● DATASET ENTRIES

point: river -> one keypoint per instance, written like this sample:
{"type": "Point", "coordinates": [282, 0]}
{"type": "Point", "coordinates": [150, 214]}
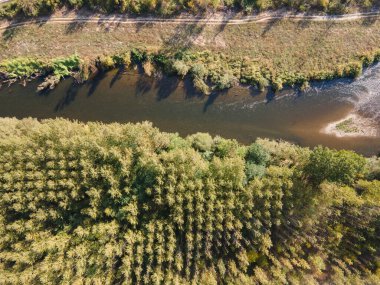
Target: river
{"type": "Point", "coordinates": [173, 106]}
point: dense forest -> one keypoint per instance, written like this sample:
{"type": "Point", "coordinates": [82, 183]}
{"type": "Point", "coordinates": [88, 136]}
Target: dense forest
{"type": "Point", "coordinates": [127, 204]}
{"type": "Point", "coordinates": [170, 7]}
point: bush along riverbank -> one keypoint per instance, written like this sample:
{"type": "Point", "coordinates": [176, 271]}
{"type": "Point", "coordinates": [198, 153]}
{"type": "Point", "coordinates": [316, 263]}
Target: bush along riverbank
{"type": "Point", "coordinates": [127, 204]}
{"type": "Point", "coordinates": [209, 71]}
{"type": "Point", "coordinates": [32, 8]}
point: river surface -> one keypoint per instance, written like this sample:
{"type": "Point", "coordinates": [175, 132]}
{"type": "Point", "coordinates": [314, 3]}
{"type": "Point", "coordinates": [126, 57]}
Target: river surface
{"type": "Point", "coordinates": [174, 106]}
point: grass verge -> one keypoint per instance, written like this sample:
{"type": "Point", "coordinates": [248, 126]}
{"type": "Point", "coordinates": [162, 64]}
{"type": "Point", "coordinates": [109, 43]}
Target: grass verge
{"type": "Point", "coordinates": [276, 53]}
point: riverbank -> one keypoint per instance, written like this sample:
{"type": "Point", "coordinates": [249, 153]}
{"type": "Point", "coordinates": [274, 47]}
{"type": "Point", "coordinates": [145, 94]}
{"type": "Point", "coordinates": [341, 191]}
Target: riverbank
{"type": "Point", "coordinates": [275, 52]}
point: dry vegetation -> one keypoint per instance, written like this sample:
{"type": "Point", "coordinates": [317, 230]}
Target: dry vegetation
{"type": "Point", "coordinates": [287, 45]}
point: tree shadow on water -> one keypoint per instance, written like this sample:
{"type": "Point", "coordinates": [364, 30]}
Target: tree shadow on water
{"type": "Point", "coordinates": [94, 83]}
{"type": "Point", "coordinates": [270, 96]}
{"type": "Point", "coordinates": [212, 98]}
{"type": "Point", "coordinates": [143, 85]}
{"type": "Point", "coordinates": [166, 86]}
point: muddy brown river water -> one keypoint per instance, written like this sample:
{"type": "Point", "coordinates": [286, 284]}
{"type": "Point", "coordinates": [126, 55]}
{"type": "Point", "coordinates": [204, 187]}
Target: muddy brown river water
{"type": "Point", "coordinates": [174, 106]}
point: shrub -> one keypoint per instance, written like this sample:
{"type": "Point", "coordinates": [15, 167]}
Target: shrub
{"type": "Point", "coordinates": [180, 68]}
{"type": "Point", "coordinates": [22, 67]}
{"type": "Point", "coordinates": [201, 141]}
{"type": "Point", "coordinates": [106, 63]}
{"type": "Point", "coordinates": [201, 86]}
{"type": "Point", "coordinates": [199, 70]}
{"type": "Point", "coordinates": [65, 66]}
{"type": "Point", "coordinates": [257, 154]}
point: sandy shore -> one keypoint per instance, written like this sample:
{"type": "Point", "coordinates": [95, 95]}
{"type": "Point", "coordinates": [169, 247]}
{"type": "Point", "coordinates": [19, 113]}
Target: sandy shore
{"type": "Point", "coordinates": [352, 125]}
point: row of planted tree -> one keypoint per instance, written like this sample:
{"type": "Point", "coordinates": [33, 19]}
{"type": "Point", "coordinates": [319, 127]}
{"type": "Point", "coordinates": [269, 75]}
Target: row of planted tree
{"type": "Point", "coordinates": [127, 204]}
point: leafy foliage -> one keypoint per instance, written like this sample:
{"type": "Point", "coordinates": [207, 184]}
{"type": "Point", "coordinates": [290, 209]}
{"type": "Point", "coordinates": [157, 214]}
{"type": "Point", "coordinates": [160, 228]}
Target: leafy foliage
{"type": "Point", "coordinates": [21, 67]}
{"type": "Point", "coordinates": [111, 204]}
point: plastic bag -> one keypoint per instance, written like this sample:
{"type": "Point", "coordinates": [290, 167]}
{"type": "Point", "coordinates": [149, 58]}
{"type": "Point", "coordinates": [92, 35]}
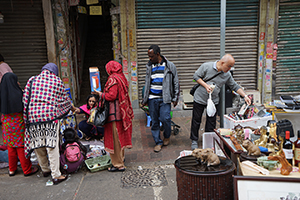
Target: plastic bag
{"type": "Point", "coordinates": [211, 108]}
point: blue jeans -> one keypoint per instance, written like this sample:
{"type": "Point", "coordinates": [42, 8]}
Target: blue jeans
{"type": "Point", "coordinates": [160, 111]}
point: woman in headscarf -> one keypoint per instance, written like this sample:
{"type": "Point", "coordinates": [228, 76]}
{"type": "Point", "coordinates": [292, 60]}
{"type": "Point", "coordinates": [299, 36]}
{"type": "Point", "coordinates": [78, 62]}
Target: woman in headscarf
{"type": "Point", "coordinates": [13, 127]}
{"type": "Point", "coordinates": [118, 129]}
{"type": "Point", "coordinates": [45, 102]}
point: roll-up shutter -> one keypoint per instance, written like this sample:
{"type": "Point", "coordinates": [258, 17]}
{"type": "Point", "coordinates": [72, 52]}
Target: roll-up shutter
{"type": "Point", "coordinates": [188, 33]}
{"type": "Point", "coordinates": [22, 37]}
{"type": "Point", "coordinates": [288, 55]}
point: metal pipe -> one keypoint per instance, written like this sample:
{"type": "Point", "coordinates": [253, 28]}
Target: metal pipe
{"type": "Point", "coordinates": [222, 53]}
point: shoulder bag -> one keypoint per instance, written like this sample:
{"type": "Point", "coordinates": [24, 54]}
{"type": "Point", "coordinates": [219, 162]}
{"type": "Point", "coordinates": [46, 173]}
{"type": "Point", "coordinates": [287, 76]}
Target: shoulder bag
{"type": "Point", "coordinates": [192, 91]}
{"type": "Point", "coordinates": [102, 112]}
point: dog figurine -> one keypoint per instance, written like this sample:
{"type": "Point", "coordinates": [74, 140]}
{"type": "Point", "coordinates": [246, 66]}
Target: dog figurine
{"type": "Point", "coordinates": [252, 149]}
{"type": "Point", "coordinates": [210, 157]}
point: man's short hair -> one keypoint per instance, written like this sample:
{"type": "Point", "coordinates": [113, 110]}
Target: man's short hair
{"type": "Point", "coordinates": [1, 58]}
{"type": "Point", "coordinates": [155, 48]}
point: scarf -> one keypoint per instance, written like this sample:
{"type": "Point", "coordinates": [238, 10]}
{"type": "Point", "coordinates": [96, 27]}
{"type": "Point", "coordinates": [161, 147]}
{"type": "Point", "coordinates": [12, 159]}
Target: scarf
{"type": "Point", "coordinates": [10, 94]}
{"type": "Point", "coordinates": [116, 76]}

● PROBLEM TO SOLVE
Rewrite all of the items above with "written like this sample" switched to "formatted as in this sample" in every place it occurs, and keep everything else unchanged. Leave the pictures out of your answer.

● OUTPUT FOR THIS TASK
point: river -> one keypoint per instance, formatted as in this sample:
{"type": "Point", "coordinates": [282, 0]}
{"type": "Point", "coordinates": [150, 214]}
Target: river
{"type": "Point", "coordinates": [173, 106]}
point: dense forest -> one keypoint per instance, formatted as in this sample:
{"type": "Point", "coordinates": [82, 183]}
{"type": "Point", "coordinates": [88, 136]}
Target: dense forest
{"type": "Point", "coordinates": [127, 204]}
{"type": "Point", "coordinates": [170, 7]}
point: bush along riverbank -> one keypoint per instance, formatted as in this sample:
{"type": "Point", "coordinates": [176, 271]}
{"type": "Point", "coordinates": [198, 153]}
{"type": "Point", "coordinates": [316, 263]}
Target: bush along riverbank
{"type": "Point", "coordinates": [127, 204]}
{"type": "Point", "coordinates": [209, 71]}
{"type": "Point", "coordinates": [32, 8]}
point: river surface -> one keypoint per instance, formatted as in this sample:
{"type": "Point", "coordinates": [175, 132]}
{"type": "Point", "coordinates": [314, 3]}
{"type": "Point", "coordinates": [126, 57]}
Target: river surface
{"type": "Point", "coordinates": [174, 106]}
point: grass verge -> one keypoint per instance, formatted as in this sample:
{"type": "Point", "coordinates": [248, 126]}
{"type": "Point", "coordinates": [162, 64]}
{"type": "Point", "coordinates": [109, 43]}
Target: grass verge
{"type": "Point", "coordinates": [276, 53]}
point: riverbank -> one keypoint per instance, formatted as in this sample:
{"type": "Point", "coordinates": [249, 153]}
{"type": "Point", "coordinates": [274, 47]}
{"type": "Point", "coordinates": [145, 94]}
{"type": "Point", "coordinates": [341, 191]}
Target: riverbank
{"type": "Point", "coordinates": [275, 52]}
point: dry vegetation -> one keypoint per instance, formatted as in this sample:
{"type": "Point", "coordinates": [317, 230]}
Target: dry vegetation
{"type": "Point", "coordinates": [287, 45]}
point: tree shadow on water -> one keypoint per instance, formatted as in this sample:
{"type": "Point", "coordinates": [364, 30]}
Target: tree shadow on water
{"type": "Point", "coordinates": [94, 83]}
{"type": "Point", "coordinates": [270, 96]}
{"type": "Point", "coordinates": [212, 98]}
{"type": "Point", "coordinates": [143, 85]}
{"type": "Point", "coordinates": [166, 86]}
point: muddy brown river water -> one keypoint per instance, formatted as in this sample:
{"type": "Point", "coordinates": [286, 284]}
{"type": "Point", "coordinates": [126, 55]}
{"type": "Point", "coordinates": [204, 187]}
Target: muddy brown river water
{"type": "Point", "coordinates": [174, 106]}
point: shrub -> one keypoint per instance, formatted as in this sample:
{"type": "Point", "coordinates": [15, 167]}
Target: shrub
{"type": "Point", "coordinates": [180, 68]}
{"type": "Point", "coordinates": [22, 67]}
{"type": "Point", "coordinates": [201, 141]}
{"type": "Point", "coordinates": [106, 63]}
{"type": "Point", "coordinates": [201, 86]}
{"type": "Point", "coordinates": [199, 70]}
{"type": "Point", "coordinates": [65, 66]}
{"type": "Point", "coordinates": [257, 154]}
point: sandy shore -> one keypoint per instance, formatted as in this sample:
{"type": "Point", "coordinates": [95, 95]}
{"type": "Point", "coordinates": [169, 247]}
{"type": "Point", "coordinates": [19, 113]}
Target: sandy shore
{"type": "Point", "coordinates": [352, 125]}
point: row of planted tree -> one keypoint per instance, formatted as in this sample:
{"type": "Point", "coordinates": [33, 19]}
{"type": "Point", "coordinates": [319, 127]}
{"type": "Point", "coordinates": [269, 75]}
Target: row of planted tree
{"type": "Point", "coordinates": [127, 204]}
point: leafy foliage -> one keypoint per instance, formatted as in this sample:
{"type": "Point", "coordinates": [207, 184]}
{"type": "Point", "coordinates": [290, 209]}
{"type": "Point", "coordinates": [157, 214]}
{"type": "Point", "coordinates": [160, 228]}
Target: leafy foliage
{"type": "Point", "coordinates": [21, 67]}
{"type": "Point", "coordinates": [111, 204]}
point: plastic bag -> one keypoint per instance, formatted as in this sample:
{"type": "Point", "coordinates": [290, 167]}
{"type": "Point", "coordinates": [149, 58]}
{"type": "Point", "coordinates": [92, 35]}
Target: plastic bag
{"type": "Point", "coordinates": [211, 108]}
point: blue jeans -> one keypoint per instance, formatted as in this sample:
{"type": "Point", "coordinates": [42, 8]}
Target: blue jeans
{"type": "Point", "coordinates": [160, 111]}
point: woman in headscarf -> one keypoint per instance, formatted as in this sample:
{"type": "Point", "coordinates": [228, 76]}
{"type": "Point", "coordinates": [292, 60]}
{"type": "Point", "coordinates": [299, 36]}
{"type": "Point", "coordinates": [78, 62]}
Target: woman in headscarf
{"type": "Point", "coordinates": [13, 127]}
{"type": "Point", "coordinates": [118, 129]}
{"type": "Point", "coordinates": [45, 102]}
point: roll-up shutter -> one keypoint per instance, formatted as in this sample:
{"type": "Point", "coordinates": [258, 17]}
{"type": "Point", "coordinates": [72, 52]}
Target: roll-up shutter
{"type": "Point", "coordinates": [188, 33]}
{"type": "Point", "coordinates": [22, 37]}
{"type": "Point", "coordinates": [288, 55]}
point: metal pipe -> one keypoint per instance, formatted as in this sample:
{"type": "Point", "coordinates": [253, 28]}
Target: metal pipe
{"type": "Point", "coordinates": [222, 53]}
point: shoulder bag -> one keypoint per instance, formatted as in this sample:
{"type": "Point", "coordinates": [24, 54]}
{"type": "Point", "coordinates": [219, 162]}
{"type": "Point", "coordinates": [46, 173]}
{"type": "Point", "coordinates": [287, 76]}
Target: shoulder bag
{"type": "Point", "coordinates": [192, 91]}
{"type": "Point", "coordinates": [102, 112]}
point: dog figurine -> one keypoint per instance, formatted as in this sample:
{"type": "Point", "coordinates": [74, 140]}
{"type": "Point", "coordinates": [246, 66]}
Target: dog figurine
{"type": "Point", "coordinates": [252, 149]}
{"type": "Point", "coordinates": [210, 157]}
point: man's short hair -> one keypoint per instance, formatted as in this sample:
{"type": "Point", "coordinates": [113, 110]}
Target: man's short hair
{"type": "Point", "coordinates": [1, 58]}
{"type": "Point", "coordinates": [155, 48]}
point: scarf -> one keypoint per instance, formatted as in this sample:
{"type": "Point", "coordinates": [238, 10]}
{"type": "Point", "coordinates": [96, 27]}
{"type": "Point", "coordinates": [161, 147]}
{"type": "Point", "coordinates": [12, 159]}
Target: scarf
{"type": "Point", "coordinates": [10, 94]}
{"type": "Point", "coordinates": [116, 76]}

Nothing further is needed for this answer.